== Exercise ==
Please output, as a numbered list, the lines of the listing from the line containing "Would you mind pointing out the palm" through the line containing "(1072, 445)", with both of those lines included. Leave out any blank lines.

#### Data records

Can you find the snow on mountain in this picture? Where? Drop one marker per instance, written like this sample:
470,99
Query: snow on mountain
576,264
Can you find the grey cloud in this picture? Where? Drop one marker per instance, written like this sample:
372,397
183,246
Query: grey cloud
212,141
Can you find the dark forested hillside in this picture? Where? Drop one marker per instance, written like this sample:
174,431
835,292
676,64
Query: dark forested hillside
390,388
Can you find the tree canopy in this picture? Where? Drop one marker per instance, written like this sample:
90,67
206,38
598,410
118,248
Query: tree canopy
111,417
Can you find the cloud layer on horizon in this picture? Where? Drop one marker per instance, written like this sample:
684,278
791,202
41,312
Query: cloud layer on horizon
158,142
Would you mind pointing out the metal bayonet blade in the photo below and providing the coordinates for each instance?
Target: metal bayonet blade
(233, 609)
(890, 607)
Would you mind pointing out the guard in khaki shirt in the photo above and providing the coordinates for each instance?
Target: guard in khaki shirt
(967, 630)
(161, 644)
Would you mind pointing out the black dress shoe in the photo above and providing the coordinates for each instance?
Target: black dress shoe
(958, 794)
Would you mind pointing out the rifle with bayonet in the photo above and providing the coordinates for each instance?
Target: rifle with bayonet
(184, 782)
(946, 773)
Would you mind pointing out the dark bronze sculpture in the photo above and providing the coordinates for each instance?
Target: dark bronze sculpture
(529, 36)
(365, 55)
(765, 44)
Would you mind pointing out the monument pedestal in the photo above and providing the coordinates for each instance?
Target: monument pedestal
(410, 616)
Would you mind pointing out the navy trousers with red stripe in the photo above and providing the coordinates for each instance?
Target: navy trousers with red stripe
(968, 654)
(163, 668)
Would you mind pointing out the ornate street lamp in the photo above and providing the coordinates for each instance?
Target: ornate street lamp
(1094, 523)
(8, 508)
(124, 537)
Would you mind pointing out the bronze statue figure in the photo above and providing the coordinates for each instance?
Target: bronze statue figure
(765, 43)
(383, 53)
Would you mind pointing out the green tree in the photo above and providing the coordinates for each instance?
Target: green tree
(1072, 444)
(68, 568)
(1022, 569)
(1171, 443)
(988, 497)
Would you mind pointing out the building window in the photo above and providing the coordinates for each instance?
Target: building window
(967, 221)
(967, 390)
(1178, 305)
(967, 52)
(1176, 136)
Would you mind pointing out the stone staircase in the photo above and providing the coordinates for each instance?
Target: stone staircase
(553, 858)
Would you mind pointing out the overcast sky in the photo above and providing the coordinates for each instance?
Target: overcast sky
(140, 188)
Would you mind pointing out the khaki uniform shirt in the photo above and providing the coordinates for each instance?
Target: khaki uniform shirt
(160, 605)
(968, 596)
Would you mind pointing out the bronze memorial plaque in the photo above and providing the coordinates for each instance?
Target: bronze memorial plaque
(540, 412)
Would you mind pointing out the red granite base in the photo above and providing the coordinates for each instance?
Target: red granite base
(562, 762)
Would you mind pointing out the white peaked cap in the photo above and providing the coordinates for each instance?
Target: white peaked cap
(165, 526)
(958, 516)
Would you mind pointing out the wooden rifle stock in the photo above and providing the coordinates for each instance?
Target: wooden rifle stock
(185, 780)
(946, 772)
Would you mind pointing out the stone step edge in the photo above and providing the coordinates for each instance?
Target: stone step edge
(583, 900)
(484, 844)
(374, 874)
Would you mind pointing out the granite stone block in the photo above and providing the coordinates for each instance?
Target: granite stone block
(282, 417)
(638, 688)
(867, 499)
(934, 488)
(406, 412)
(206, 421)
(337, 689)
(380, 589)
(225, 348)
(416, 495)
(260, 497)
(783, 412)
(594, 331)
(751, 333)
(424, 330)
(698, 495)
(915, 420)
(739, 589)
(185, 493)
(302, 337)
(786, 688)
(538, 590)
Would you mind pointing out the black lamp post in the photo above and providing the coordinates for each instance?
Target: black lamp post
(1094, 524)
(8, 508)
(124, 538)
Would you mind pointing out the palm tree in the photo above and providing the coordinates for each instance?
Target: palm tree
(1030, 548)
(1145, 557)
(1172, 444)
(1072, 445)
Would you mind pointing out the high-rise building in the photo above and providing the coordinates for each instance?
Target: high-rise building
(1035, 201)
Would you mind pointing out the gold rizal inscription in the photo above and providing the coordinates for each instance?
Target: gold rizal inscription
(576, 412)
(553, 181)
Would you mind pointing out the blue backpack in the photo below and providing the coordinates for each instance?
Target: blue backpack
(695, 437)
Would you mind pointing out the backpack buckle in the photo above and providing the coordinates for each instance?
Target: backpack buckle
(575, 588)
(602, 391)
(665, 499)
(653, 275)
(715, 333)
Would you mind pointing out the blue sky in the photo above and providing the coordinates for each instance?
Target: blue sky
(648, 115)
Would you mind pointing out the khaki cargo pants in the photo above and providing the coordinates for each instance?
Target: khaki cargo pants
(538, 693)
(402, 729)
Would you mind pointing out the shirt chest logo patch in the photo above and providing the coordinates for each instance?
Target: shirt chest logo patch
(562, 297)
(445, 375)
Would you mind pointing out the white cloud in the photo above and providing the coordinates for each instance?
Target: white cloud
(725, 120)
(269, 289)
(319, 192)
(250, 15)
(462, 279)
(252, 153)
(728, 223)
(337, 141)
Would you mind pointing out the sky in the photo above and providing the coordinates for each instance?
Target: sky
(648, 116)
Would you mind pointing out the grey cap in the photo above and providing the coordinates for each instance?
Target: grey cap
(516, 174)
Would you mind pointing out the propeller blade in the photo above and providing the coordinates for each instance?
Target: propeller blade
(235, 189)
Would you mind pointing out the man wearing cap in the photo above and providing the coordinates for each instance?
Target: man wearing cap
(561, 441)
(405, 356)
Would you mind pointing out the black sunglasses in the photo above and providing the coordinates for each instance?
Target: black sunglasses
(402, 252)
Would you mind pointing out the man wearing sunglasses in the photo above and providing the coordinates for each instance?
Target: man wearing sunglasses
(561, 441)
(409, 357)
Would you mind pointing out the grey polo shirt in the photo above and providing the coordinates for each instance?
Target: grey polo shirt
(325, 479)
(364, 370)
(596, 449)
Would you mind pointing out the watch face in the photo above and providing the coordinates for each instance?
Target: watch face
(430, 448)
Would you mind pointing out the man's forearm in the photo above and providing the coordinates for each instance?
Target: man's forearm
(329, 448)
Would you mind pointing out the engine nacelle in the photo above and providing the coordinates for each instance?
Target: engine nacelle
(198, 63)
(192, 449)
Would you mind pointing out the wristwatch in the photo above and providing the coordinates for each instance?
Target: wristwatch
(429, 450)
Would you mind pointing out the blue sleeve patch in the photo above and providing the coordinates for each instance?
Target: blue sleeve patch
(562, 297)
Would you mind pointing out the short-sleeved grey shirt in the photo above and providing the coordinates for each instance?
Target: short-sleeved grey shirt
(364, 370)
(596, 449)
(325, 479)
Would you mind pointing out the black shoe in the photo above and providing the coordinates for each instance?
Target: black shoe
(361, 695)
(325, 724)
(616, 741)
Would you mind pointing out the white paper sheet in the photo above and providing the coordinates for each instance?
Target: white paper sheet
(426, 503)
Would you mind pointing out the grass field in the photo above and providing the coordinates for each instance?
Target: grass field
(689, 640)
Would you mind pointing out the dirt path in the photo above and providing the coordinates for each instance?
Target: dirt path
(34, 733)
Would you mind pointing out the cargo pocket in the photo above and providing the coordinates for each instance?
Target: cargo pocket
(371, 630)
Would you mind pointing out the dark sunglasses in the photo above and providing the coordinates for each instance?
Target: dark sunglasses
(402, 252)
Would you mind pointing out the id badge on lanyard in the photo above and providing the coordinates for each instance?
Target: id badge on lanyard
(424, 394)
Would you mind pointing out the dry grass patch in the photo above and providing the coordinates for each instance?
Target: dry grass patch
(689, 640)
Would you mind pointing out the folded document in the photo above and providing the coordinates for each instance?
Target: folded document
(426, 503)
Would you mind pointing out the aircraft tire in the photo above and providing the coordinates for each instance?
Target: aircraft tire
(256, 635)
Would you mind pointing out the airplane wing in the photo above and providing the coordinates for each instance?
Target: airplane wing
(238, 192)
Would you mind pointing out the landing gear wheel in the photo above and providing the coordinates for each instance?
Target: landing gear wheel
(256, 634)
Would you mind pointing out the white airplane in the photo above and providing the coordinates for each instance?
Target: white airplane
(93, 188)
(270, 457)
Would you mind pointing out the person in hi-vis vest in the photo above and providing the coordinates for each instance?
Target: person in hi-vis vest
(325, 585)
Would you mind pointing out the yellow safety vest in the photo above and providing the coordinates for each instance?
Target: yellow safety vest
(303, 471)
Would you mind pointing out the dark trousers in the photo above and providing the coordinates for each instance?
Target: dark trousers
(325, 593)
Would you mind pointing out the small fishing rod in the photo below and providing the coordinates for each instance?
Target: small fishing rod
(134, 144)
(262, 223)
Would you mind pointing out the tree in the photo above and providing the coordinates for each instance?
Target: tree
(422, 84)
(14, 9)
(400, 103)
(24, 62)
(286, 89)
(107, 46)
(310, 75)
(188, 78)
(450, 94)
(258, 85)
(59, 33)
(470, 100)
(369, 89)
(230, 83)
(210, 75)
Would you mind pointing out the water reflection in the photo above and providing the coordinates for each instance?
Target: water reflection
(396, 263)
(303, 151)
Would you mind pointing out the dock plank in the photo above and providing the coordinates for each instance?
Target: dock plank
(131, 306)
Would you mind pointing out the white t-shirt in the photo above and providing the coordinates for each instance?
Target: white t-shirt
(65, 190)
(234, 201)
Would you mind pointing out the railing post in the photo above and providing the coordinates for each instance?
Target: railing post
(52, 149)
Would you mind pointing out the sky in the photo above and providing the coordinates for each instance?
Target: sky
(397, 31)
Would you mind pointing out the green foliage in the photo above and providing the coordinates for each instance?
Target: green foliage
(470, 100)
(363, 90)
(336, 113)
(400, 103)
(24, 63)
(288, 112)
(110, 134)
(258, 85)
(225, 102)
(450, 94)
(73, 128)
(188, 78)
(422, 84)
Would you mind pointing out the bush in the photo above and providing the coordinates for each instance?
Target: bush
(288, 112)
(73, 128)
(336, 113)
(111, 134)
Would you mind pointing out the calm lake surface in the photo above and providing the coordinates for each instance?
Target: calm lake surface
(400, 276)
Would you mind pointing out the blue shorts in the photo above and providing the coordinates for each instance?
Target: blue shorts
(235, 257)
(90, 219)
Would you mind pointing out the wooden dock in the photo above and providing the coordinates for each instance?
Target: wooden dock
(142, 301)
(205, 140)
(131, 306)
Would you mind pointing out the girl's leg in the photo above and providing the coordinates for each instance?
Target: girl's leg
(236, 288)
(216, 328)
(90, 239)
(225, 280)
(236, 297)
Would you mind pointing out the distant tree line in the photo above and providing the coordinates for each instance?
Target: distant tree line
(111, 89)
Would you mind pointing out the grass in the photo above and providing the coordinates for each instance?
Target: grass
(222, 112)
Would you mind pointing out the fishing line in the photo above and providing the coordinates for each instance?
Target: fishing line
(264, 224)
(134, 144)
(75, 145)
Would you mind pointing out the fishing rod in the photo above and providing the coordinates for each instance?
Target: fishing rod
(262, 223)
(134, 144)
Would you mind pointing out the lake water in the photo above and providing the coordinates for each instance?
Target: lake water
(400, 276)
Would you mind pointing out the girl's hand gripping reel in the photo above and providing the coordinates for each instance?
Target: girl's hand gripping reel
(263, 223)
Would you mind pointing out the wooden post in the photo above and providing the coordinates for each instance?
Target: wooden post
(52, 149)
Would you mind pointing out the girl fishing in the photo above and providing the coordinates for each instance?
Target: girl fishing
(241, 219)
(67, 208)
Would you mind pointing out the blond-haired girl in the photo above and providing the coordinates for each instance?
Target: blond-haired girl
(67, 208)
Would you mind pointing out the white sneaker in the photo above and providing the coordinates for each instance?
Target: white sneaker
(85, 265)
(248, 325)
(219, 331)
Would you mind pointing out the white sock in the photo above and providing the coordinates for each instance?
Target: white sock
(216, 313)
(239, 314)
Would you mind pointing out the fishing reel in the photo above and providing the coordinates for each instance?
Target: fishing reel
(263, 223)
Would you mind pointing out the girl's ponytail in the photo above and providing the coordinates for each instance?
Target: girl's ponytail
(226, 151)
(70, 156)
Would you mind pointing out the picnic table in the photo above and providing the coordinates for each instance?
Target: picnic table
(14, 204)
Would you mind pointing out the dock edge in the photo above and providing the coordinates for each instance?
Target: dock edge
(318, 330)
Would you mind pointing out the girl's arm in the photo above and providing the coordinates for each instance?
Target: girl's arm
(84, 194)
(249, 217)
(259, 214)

########

== Solution to the exercise ==
1. Would you mind pointing out the palm tree in the photo above and providing the coordinates for each instance?
2. Target: palm tree
3. (1030, 548)
4. (1145, 557)
5. (1172, 444)
6. (1072, 445)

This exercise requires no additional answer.